The request: Extract each line of the data and write it out again exactly.

Dataset records:
————————
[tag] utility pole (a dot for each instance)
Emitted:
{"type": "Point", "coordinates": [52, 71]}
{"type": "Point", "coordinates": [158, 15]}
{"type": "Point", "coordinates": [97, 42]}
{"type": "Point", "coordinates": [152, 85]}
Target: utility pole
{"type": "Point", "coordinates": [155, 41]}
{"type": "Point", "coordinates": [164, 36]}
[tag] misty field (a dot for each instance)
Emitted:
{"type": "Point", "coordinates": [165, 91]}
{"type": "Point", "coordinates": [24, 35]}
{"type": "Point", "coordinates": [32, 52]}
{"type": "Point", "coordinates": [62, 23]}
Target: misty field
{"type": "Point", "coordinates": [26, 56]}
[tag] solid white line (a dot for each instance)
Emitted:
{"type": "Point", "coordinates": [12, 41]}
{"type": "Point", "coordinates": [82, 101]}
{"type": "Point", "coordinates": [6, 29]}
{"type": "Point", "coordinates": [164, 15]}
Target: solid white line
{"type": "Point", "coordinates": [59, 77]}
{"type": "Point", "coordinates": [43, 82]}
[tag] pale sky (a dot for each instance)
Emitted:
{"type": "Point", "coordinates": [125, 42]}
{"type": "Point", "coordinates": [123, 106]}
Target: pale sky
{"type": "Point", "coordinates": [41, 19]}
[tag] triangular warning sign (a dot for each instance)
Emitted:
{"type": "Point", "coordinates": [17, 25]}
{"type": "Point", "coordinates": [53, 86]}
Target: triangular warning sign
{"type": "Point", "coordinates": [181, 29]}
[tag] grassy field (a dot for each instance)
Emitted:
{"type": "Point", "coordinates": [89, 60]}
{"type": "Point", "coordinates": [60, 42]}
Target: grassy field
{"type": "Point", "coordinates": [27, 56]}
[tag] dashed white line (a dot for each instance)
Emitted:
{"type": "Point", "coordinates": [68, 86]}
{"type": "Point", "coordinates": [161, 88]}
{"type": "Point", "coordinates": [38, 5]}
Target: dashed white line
————————
Reply:
[tag] utility pole (a dot for each instance)
Emitted:
{"type": "Point", "coordinates": [52, 71]}
{"type": "Point", "coordinates": [158, 15]}
{"type": "Point", "coordinates": [97, 42]}
{"type": "Point", "coordinates": [152, 85]}
Target: utility pole
{"type": "Point", "coordinates": [155, 41]}
{"type": "Point", "coordinates": [164, 36]}
[tag] misty field (a dot for each instance)
Emitted:
{"type": "Point", "coordinates": [165, 91]}
{"type": "Point", "coordinates": [24, 35]}
{"type": "Point", "coordinates": [32, 52]}
{"type": "Point", "coordinates": [62, 23]}
Target: misty field
{"type": "Point", "coordinates": [26, 56]}
[tag] solid white line (a dot for each instance)
Emitted:
{"type": "Point", "coordinates": [12, 41]}
{"type": "Point", "coordinates": [82, 101]}
{"type": "Point", "coordinates": [6, 29]}
{"type": "Point", "coordinates": [164, 15]}
Target: solid white line
{"type": "Point", "coordinates": [59, 77]}
{"type": "Point", "coordinates": [43, 82]}
[tag] pale sky (a dot for each instance)
Emitted:
{"type": "Point", "coordinates": [125, 42]}
{"type": "Point", "coordinates": [123, 106]}
Target: pale sky
{"type": "Point", "coordinates": [41, 19]}
[tag] triangular warning sign (a dot for each instance)
Emitted:
{"type": "Point", "coordinates": [17, 25]}
{"type": "Point", "coordinates": [53, 86]}
Target: triangular warning sign
{"type": "Point", "coordinates": [181, 29]}
[tag] grassy field (a dot for each instance)
Emitted:
{"type": "Point", "coordinates": [89, 60]}
{"type": "Point", "coordinates": [60, 42]}
Target: grassy field
{"type": "Point", "coordinates": [27, 56]}
[tag] dashed white line (a dot for each instance)
Emitted:
{"type": "Point", "coordinates": [68, 86]}
{"type": "Point", "coordinates": [161, 88]}
{"type": "Point", "coordinates": [38, 5]}
Target: dashed white line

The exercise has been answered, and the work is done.